Required task:
List all lines in the records that contain the word "every".

Data for the task:
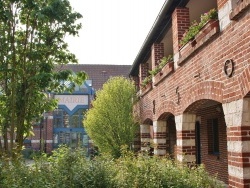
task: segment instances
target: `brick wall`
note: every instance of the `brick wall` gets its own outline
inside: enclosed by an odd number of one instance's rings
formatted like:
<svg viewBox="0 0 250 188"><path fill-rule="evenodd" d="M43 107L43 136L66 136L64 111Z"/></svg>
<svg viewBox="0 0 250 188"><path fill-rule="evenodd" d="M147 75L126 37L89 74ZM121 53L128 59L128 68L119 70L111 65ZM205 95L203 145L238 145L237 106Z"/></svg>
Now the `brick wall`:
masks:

---

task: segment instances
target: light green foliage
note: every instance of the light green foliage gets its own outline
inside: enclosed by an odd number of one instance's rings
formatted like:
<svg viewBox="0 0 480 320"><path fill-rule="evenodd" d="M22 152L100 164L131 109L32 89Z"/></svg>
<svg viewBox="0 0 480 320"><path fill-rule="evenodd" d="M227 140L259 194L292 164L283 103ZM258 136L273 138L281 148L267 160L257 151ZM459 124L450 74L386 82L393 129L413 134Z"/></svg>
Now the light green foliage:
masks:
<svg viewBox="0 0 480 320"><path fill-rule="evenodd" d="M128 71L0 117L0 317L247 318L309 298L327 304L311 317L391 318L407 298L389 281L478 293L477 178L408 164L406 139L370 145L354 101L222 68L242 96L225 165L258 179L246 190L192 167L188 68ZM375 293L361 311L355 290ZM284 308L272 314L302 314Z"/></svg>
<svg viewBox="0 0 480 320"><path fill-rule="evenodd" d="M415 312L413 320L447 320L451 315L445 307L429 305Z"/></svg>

...

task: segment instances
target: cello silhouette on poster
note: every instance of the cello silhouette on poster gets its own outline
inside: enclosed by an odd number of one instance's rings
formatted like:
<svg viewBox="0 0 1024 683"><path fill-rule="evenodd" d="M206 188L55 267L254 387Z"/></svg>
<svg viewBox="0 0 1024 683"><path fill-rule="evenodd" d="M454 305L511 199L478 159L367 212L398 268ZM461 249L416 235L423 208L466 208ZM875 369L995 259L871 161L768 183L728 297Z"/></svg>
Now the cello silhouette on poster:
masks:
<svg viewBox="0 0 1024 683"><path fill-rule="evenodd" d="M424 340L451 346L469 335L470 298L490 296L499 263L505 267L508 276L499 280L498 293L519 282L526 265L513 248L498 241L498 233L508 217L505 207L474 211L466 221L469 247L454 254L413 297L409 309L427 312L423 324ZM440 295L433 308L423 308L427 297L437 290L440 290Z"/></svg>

Exercise response:
note: every instance of the `brick wall` gets its own outline
note: every instance of the light green foliage gets its own outline
note: every instance of the cello silhouette on poster gets its own outline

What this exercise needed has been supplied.